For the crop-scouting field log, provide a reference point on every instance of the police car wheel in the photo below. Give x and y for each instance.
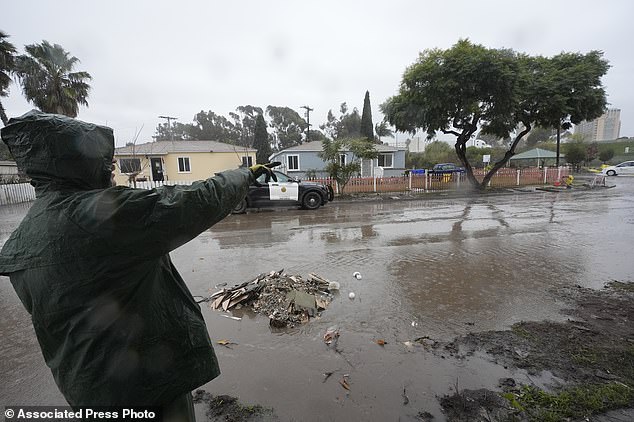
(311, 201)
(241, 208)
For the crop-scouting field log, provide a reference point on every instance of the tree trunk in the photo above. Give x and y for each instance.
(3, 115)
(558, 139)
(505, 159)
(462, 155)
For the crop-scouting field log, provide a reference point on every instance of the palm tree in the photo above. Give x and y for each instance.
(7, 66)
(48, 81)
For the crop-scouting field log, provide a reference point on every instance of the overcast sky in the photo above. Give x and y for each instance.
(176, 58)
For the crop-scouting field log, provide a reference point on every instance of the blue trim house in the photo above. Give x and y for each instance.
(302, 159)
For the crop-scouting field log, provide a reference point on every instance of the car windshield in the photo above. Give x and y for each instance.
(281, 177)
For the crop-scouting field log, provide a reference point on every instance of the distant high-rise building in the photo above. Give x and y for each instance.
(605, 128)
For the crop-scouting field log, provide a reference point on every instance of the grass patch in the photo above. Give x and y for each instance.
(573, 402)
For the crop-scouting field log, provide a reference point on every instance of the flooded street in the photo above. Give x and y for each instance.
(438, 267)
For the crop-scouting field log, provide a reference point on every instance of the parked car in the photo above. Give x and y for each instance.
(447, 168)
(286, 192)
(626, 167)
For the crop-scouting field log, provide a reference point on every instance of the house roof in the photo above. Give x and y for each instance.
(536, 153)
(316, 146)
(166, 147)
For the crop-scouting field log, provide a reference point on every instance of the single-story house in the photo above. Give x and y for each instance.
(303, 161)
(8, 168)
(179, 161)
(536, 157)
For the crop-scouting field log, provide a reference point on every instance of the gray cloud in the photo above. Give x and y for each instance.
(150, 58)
=-=-=
### To do
Copy, without any change, the run of lines from the one with "of the palm" through the end of the entries above.

### Result
For the crop-scouting field log, provide a reference point on every instance of the palm tree in the photo above. Give x and y for each instance.
(7, 66)
(48, 81)
For the crop-scouting field log, provide a reference point on every instance of the overcast sky in the photo above. Give x and y for each instance.
(176, 58)
For the crop-scouting field log, provide a reference point on every instance of the blue trim house in the photo above. Give x and y for each instance.
(302, 159)
For the crop-scouting field log, provide a reference point on every instance of the car windshield in the photo above. Give x and y for each instance.
(281, 177)
For the crop-scouting field log, provide a reference point on every instance of the distant high-rise building in the photo above. Give x and y for each instance.
(605, 128)
For the crop-scouting field log, provide a reference point on every instance of the grass patch in the photo above. Give x and y for each instance.
(573, 402)
For the crop-scouting field log, provide a reference point on every instance of the flooded street in the photo above. Give x and y for each instance.
(438, 267)
For the crop-scouting field log, provide a reference point on every instance of the parked car in the photo above. Give x and y for each instance.
(447, 168)
(286, 192)
(626, 167)
For the crop-scouting field log, provide a reference point on every instance of the house roof in the photo above. Give x and y for each instance.
(536, 153)
(316, 146)
(166, 147)
For the crop-scouting field log, provide a reference point on every instance of the single-story house in the photo above. Give x and y for each instance.
(303, 161)
(8, 168)
(179, 161)
(536, 157)
For the crop-scouting field log, provide a reference point on every instance of the gray cloud in the photo above. Give x and y for each instance.
(150, 58)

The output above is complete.